_RECORDS FOR PROCESSING_
┄┄┄┄┄┄┄┄┄┄┄┄┄┄┄┄┄┄┄┄

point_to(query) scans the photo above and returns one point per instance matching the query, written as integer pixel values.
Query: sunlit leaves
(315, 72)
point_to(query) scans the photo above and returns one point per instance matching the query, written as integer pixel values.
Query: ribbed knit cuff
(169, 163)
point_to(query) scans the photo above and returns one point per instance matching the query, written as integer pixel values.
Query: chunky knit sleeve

┄┄┄┄┄┄┄┄┄┄┄┄┄┄┄┄┄┄┄┄

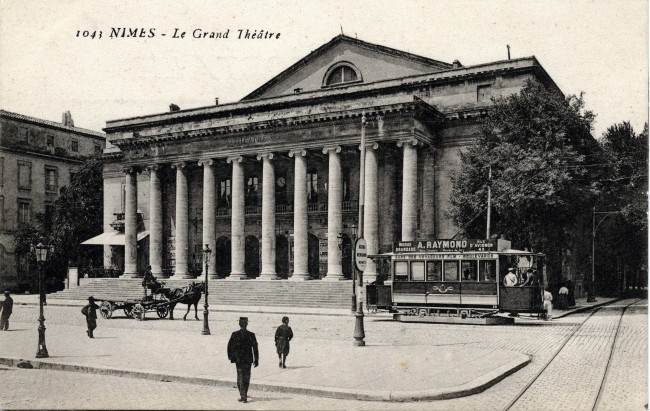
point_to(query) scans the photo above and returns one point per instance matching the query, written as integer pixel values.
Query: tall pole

┄┄┄┄┄┄┄┄┄┄┄┄┄┄┄┄┄┄┄┄

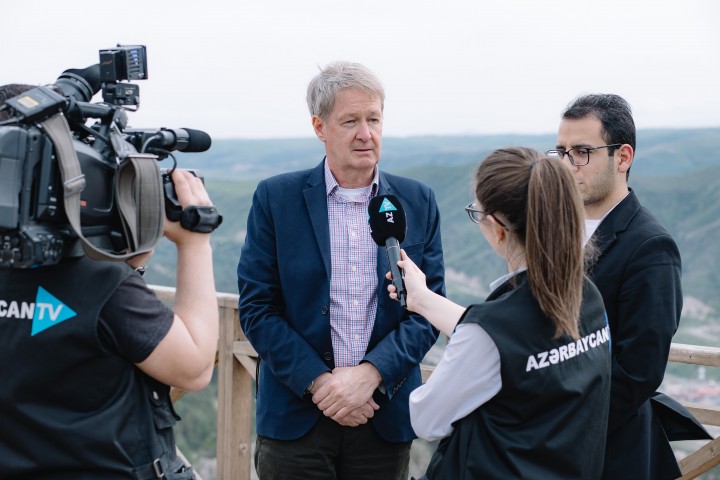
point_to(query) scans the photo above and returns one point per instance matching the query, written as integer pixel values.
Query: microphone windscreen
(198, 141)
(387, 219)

┄┄┄┄┄┄┄┄┄┄┄┄┄┄┄┄┄┄┄┄

_EXERCISE_
Look back at the entries above. Retype the line with "Query: sunlit leaves", the line with "Query: chunky knit sleeve", and all lines in between.

_ANSWER AREA_
Query: sunlit leaves
(315, 72)
point_to(query) scans the photo above and returns one point per instance matching the query, written as integer pixel values.
Query: ribbed knit cuff
(169, 163)
point_to(query) scans the photo above and returns one point per instance matching the query, written as integer pixel values.
Query: chunky knit sleeve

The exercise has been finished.